### Texte fourni
□ □ □
Brahim Dhahak
LES FLAMMES ET LES RÊVES
Ferran Cremades i Arlandis
1. LES ÉLÉMENTS
Des rafales de vent tracent des formes capricieuses sur les dunes et la nature se prépare pour l’hiver. Toute naissance est un voyage vers la lumière des éléments. La lumière tranchante et verticale du soleil brûlant naît et succombe à l’horizon et son parcours pétrifie les palmiers et les tentes et découpe en silhouettes les présences qui se déplacent dans l’horizontalité du désert, au-delà de l’eau fugitive qui fait fleurir l’oasis. La lumière envoûtante de la nuit allume le feu du canoun et ravive les flammes de la mémoire.
Né entre des tapis et entouré de femmes tisserandes, bientôt il connaîtra la magie de la trame et de la chaîne. Il apprendra que les fils d’une volonté de fer doivent croiser les fils de la mémoire pour former un tissu homogène, consistant et continu. Les deux fils doivent se maintenir réciproquement. Si l’un d’eux manque, le rêve de l’art est impossible. Maintes fois la persistance de ces deux fils, le plus terrestre, celui de la racine des choses, et le plus céleste, celui des rêves qui se perdent dans la nuit des temps, brûleront dans son regard.
□ □ □
### Données enregistrées
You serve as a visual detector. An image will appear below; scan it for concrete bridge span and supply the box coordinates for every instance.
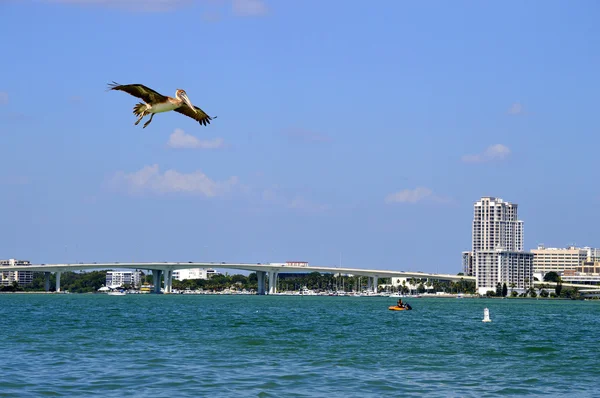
[0,262,475,294]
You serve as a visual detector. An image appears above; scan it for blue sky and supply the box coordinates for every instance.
[0,0,600,273]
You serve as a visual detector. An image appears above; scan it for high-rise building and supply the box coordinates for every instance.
[462,196,533,294]
[106,271,142,288]
[472,197,523,252]
[0,258,33,286]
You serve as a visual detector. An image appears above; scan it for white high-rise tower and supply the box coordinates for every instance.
[463,196,533,294]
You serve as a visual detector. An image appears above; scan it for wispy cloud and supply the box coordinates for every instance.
[261,187,330,213]
[462,144,510,163]
[110,164,239,197]
[43,0,193,12]
[285,129,332,142]
[232,0,269,17]
[508,102,524,115]
[167,129,223,149]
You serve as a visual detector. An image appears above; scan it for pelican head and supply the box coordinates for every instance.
[175,89,194,109]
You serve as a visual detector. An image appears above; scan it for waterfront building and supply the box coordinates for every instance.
[0,258,33,286]
[106,271,142,287]
[173,268,219,281]
[531,245,600,278]
[462,196,533,294]
[462,252,475,276]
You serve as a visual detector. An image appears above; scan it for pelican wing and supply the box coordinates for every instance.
[108,82,167,104]
[174,104,216,126]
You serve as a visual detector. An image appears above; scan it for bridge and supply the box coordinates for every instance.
[0,261,475,294]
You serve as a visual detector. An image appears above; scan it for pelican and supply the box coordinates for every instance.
[108,81,217,128]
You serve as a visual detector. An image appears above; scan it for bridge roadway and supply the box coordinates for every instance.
[0,262,475,294]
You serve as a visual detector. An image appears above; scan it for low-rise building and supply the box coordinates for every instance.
[0,258,33,286]
[530,245,600,277]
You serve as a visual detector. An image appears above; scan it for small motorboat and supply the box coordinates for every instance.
[388,305,412,311]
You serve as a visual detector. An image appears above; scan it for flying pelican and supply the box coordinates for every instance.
[108,81,217,128]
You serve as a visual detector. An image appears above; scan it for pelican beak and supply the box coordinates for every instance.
[181,94,196,110]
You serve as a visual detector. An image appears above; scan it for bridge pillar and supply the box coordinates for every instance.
[152,269,162,294]
[56,271,61,292]
[256,271,267,295]
[164,269,173,293]
[269,271,277,294]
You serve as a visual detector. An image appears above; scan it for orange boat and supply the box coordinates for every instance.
[388,305,412,311]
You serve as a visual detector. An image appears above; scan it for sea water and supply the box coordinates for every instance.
[0,294,600,397]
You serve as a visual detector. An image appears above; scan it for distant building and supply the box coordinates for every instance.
[0,258,33,286]
[462,196,533,294]
[531,245,600,278]
[173,268,219,281]
[106,271,142,287]
[462,252,475,276]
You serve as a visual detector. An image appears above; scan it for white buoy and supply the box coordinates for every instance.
[482,308,492,322]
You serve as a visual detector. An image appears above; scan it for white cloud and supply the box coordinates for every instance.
[261,187,330,212]
[232,0,268,16]
[167,129,223,149]
[44,0,192,11]
[385,187,433,203]
[111,164,238,197]
[462,144,510,163]
[508,102,523,115]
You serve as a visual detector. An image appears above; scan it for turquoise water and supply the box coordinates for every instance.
[0,294,600,397]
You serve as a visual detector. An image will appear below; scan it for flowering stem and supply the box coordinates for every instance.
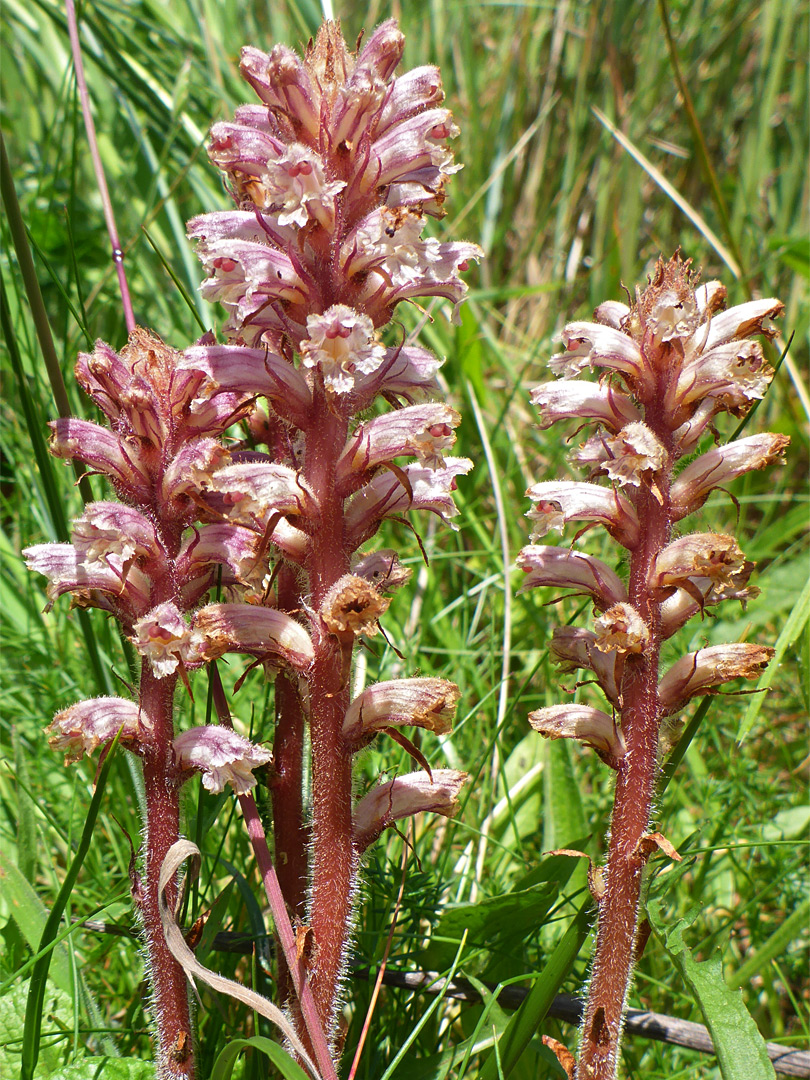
□ □ □
### Consignes
[1] Relevez tous les adjectifs qui qualifient le tissu formé par les fils croisés dans le texte sur Brahim Dhahak.
[2] Recopiez le passage du texte sur Brahim Dhahak qui commence par « Né entre des » et se poursuit jusqu'à « dans son regard. ».
[3] Dans le texte sur Brahim Dhahak, qu'est-ce qui allume le feu du canoun ?

### Réponses successives
[1] homogène, consistant, continu

[2]
Né entre des tapis et entouré de femmes tisserandes, bientôt il connaîtra la magie de la trame et de la chaîne. Il apprendra que les fils d’une volonté de fer doivent croiser les fils de la mémoire pour former un tissu homogène, consistant et continu. Les deux fils doivent se maintenir réciproquement. Si l’un d’eux manque, le rêve de l’art est impossible. Maintes fois la persistance de ces deux fils, le plus terrestre, celui de la racine des choses, et le plus céleste, celui des rêves qui se perdent dans la nuit des temps, brûleront dans son regard.

[3] La lumière envoûtante de la nuit.